## [Set problem 1]
In the Silver Lake essay, rewrite the stretch from "We were driving" through "even imagine that.", changing "pine" to "eucalyptus".

Leslie Van Houten, 1970

Leslie Van Houten, 1970
Not that we’re looking–we’re renters for life–but the wife keeps finding cute little places in the L.A. Times Hot Property section that are a million five or more. And the thing is, they are cute little places. The kind of house you see tucked away on a hillside cul de sac amid shade trees and roses. It’s gotten to the point now that cute costs as much as fifty average Americans make in one year. Pretty cost twice that. You don’t even wanna know gorgeous.
We were driving in a stretch of Burbank a couple nights ago, where the city butts up against the Verdugos and can’t go any further. Cute were the bottom end places, most of the houses were in the pretty range, with the occasional gorgeous occupying half a block. We must have gone miles, winding with the streets, once coming smack against the mountain, the bottom of a cliff really, and you could smell pine and hear birds we don’t hear down here in the Silver Lake hills. But it occurred to me as we drove along that we had never been up there before. Never been on any of those streets, and that we know no one who lives up there. They’re not in our class, the wife joked. But they aren’t. They’re in the class where cute is a mere million five, and I can’t even imagine that.
We no longer have pigeons in Silver Lake. We have rock doves. Indeed, there was one on the sun deck. Just one. Very selective, our rock doves. The elite. Not like the mobs of pigeons you’d see in the Ralph’s parking lot, waiting for the crazy bird lady. But Ralphs is gone, the bird lady is gone, and the pigeons are gone, who knows where. There are other parking lots, other bird ladies. So there was just the one rock dove, gleaming after a winter’s rain. He landed on our sun deck with its million dollar view, and the mere mourning doves and finches and sparrows scurried out of its way. The rock dove carefully selected only the choicest seeds, looked about, and then, tired of slumming it, flew off to the rich people in the hills, where he can find a finer selection of avian cuisine and bird baths sculpted in Carrara marble. Meanwhile, back on our sundeck the mourning doves and finches and sparrows rushed back in, bickering, pecking, a disorder of tiny dinosaurs with no class at all. Gentrification has a long way to go among these birds.

## [Records]
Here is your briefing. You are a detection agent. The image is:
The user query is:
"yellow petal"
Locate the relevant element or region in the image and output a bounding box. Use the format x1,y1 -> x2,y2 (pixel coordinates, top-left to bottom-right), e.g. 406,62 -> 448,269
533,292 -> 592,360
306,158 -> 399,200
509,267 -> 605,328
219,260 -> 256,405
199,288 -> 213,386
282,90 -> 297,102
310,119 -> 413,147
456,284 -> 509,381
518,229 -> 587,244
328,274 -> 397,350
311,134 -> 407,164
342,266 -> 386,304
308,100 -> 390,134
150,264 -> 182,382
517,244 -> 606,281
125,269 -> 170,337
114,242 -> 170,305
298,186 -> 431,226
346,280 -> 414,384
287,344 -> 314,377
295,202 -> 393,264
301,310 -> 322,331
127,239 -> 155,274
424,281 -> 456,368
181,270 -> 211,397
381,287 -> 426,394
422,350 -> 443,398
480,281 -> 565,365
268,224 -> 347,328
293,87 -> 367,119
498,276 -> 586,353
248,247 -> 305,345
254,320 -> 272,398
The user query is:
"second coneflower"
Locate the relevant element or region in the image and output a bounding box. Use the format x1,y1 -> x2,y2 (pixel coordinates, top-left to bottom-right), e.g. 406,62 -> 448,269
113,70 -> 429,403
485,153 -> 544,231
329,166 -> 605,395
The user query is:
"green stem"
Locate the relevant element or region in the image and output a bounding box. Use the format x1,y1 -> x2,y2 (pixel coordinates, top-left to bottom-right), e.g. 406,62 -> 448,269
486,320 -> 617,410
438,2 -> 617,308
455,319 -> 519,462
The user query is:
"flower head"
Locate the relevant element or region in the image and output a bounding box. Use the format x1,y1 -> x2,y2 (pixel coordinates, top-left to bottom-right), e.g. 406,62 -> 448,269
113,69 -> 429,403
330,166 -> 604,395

## [Set problem 2]
Copy out the listing word for word, from its first line through the line that contains "456,284 -> 509,381".

## [Solution 1]
We were driving in a stretch of Burbank a couple nights ago, where the city butts up against the Verdugos and can’t go any further. Cute were the bottom end places, most of the houses were in the pretty range, with the occasional gorgeous occupying half a block. We must have gone miles, winding with the streets, once coming smack against the mountain, the bottom of a cliff really, and you could smell eucalyptus and hear birds we don’t hear down here in the Silver Lake hills. But it occurred to me as we drove along that we had never been up there before. Never been on any of those streets, and that we know no one who lives up there. They’re not in our class, the wife joked. But they aren’t. They’re in the class where cute is a mere million five, and I can’t even imagine that.

## [Solution 2]
Here is your briefing. You are a detection agent. The image is:
The user query is:
"yellow petal"
Locate the relevant element or region in the image and output a bounding box. Use the format x1,y1 -> x2,y2 (pixel coordinates, top-left to bottom-right), e.g. 406,62 -> 448,269
533,292 -> 592,360
306,158 -> 399,200
509,267 -> 605,328
219,260 -> 256,405
199,288 -> 213,386
282,90 -> 297,102
310,119 -> 413,147
456,284 -> 509,381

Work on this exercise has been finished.